■ Text section
::::
Lights, Camera, Canter

I hate the way I look in photos and I loathe how I ride in videos. However, So you’re feeling too fat to be photographed . . . by Teresa Porter points out that we are our own harshest critics. Our friends & family are interested in what we have been doing and how we look right now. To that end, I present my latest saddleseat video. This is the horse I rode at the show four days later [Report]. We did not look anywhere near this good in the show ring. (Thanks to Images by Ceci for the tweet on the article.)

In my mind’s eye, my hands are up around my ears, Casey’s head is in my lap, and we are zooming around like the Five Gaited Class at Louisville. In reality. we have adequate animation for a low-grade Academy class.

In the video it looks as if I am hauling on his mouth. In truth, I have – from a dressage perspective – nothing in my hands. Heretofore, my hands have been light to the point of ineffectiveness. All my life, instructors have told me to shorten my reins, take a hold of the horses mouth, pick up a contact. Now, I’m told my hands are just fine the way they are, even to lighten up on occasion. (Although not so much at the show.)
::::
(Point-per-instance localization data)
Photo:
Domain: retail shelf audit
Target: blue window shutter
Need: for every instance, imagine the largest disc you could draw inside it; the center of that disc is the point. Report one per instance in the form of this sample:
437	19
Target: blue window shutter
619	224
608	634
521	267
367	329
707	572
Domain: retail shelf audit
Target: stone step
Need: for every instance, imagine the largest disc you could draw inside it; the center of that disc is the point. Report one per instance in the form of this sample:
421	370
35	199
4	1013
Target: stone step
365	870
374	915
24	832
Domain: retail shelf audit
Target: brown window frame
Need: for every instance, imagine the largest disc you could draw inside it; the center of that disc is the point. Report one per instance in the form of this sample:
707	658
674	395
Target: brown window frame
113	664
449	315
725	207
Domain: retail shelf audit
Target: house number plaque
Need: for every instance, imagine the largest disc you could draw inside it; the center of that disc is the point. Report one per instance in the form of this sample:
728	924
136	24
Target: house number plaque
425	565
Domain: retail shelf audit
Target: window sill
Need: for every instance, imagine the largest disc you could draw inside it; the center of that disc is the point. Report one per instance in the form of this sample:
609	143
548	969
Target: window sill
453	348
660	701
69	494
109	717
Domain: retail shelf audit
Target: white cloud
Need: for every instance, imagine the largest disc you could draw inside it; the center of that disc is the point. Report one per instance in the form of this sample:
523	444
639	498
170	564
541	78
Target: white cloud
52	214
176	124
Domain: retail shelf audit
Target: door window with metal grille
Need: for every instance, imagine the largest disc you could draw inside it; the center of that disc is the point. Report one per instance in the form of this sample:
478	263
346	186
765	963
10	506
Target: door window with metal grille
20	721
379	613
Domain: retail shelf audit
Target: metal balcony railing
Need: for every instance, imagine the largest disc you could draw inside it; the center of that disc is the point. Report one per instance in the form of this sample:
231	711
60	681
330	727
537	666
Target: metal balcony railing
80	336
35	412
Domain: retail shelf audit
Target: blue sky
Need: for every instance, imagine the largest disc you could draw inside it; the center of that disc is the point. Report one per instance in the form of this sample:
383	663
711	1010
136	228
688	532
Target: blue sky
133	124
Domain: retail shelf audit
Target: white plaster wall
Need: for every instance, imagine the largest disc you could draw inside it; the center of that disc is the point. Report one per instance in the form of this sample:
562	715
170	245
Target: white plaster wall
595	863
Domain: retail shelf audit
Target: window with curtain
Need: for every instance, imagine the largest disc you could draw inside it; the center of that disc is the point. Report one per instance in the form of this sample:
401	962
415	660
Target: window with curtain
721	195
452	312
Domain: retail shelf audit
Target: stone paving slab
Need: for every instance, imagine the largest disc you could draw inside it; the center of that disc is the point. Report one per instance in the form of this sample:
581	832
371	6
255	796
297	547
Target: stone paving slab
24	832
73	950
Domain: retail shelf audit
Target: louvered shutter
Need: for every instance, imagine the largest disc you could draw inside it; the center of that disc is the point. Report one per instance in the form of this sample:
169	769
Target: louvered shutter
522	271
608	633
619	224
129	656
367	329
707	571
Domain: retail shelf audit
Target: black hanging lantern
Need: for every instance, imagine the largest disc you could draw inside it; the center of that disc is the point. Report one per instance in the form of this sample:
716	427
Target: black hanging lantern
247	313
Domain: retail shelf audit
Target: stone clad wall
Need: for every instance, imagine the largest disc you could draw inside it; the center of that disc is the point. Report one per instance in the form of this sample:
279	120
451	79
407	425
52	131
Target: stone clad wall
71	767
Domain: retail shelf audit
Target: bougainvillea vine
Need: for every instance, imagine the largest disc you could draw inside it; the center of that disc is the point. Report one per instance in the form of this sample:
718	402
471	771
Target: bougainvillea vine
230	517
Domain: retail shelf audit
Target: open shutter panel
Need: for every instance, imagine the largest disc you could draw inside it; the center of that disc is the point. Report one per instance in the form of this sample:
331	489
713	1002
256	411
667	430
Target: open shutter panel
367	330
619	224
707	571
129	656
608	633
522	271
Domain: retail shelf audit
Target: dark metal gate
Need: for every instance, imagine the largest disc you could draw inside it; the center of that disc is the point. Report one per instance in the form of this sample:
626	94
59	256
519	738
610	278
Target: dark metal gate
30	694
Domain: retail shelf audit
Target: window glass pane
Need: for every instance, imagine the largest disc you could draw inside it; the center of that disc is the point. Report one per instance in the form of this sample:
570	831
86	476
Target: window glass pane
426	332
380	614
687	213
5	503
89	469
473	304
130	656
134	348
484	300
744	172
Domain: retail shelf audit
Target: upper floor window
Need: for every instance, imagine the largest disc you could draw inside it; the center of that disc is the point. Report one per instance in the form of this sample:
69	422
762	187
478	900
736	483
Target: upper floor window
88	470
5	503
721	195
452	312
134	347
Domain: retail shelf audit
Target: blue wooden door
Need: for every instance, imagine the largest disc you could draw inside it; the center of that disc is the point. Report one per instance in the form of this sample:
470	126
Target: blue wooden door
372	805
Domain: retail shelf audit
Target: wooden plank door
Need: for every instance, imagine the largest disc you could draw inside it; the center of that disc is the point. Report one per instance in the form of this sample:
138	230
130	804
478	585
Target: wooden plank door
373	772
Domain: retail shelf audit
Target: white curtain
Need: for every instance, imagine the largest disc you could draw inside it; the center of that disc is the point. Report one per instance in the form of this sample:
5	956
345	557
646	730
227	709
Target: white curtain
::::
■ Tasks to complete
**1.** Answer these questions from the post about saddleseat riding:
(a) Who wrote the article "So you're feeling too fat to be photographed . . ."?
(b) How many days after the video was made did the writer ride the horse at the show?
(c) What kind of class does the writer say their real animation is adequate for?
**2.** Resume the post about saddleseat riding after its final sentence.
The entries are not needed for any of this work.

■ Answers to this exercise
**1.**
(a) Teresa Porter
(b) Four days
(c) A low-grade Academy class

**2.**
Hubby arranged this from a hunter perspective, grouping the gaits together. In reality, every saddleseat session, lesson, class, etc. goes the same way: enter on the right rein at a trot, canter, reverse, repeat, line up, with a bit of optional walking sprinkled in. Yes, the horses know what comes next. They get excited. This appears to be the point. The practice is diametrically opposed to the dressage/eventing wisdom of never schooling a full test lest the horse anticipate the next movement.

This post is dedicated to the friend who asked if I was going to blog about my next lesson. Here ya go.